* _Records provided_:

* * *

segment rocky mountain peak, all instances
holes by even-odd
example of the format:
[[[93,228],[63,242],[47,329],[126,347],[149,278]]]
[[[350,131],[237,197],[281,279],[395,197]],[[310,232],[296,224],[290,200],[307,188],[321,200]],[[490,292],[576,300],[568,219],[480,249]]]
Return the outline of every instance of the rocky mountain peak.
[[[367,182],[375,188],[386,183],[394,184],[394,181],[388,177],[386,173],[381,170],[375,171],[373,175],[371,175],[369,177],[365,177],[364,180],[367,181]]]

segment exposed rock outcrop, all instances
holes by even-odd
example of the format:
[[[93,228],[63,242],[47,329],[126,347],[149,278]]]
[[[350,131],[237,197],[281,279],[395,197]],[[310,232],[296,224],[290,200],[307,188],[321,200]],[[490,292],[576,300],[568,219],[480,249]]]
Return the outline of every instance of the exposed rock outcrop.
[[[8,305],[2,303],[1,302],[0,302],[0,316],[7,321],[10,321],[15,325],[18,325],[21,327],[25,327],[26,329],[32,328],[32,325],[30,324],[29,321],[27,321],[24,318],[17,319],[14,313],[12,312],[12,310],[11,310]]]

* * *

* _Set problem_:
Give every line of the rows above as a JSON list of strings, one string per line, leaving out blank lines.

* _Correct result_:
[
  "segment rocky mountain peak, all instances",
  "holes by even-odd",
  "example of the format:",
  "[[[93,228],[63,242],[47,329],[126,347],[149,278]]]",
  "[[[350,131],[237,197],[281,279],[395,197]],[[310,232],[296,224],[290,200],[307,188],[321,200]],[[490,292],[576,300],[568,219],[480,249]]]",
  "Return the outline of every instance of the rocky mountain peak.",
  "[[[367,182],[375,188],[386,183],[394,184],[394,181],[388,177],[386,173],[381,170],[375,171],[373,175],[371,175],[369,177],[365,177],[364,180],[367,181]]]",
  "segment exposed rock outcrop, all instances",
  "holes by even-odd",
  "example of the format:",
  "[[[93,228],[63,242],[47,329],[126,347],[149,278]]]",
  "[[[350,131],[237,197],[281,279],[395,197]],[[310,232],[296,224],[290,200],[307,188],[321,200]],[[490,292],[576,300],[568,219],[480,249]]]",
  "Return the outline of every instance of the exposed rock outcrop.",
  "[[[8,305],[2,303],[1,302],[0,302],[0,316],[7,321],[10,321],[15,325],[18,325],[21,327],[25,327],[26,329],[32,328],[32,325],[30,324],[29,321],[27,321],[24,318],[17,319],[14,313],[12,312],[12,310],[11,310]]]"
]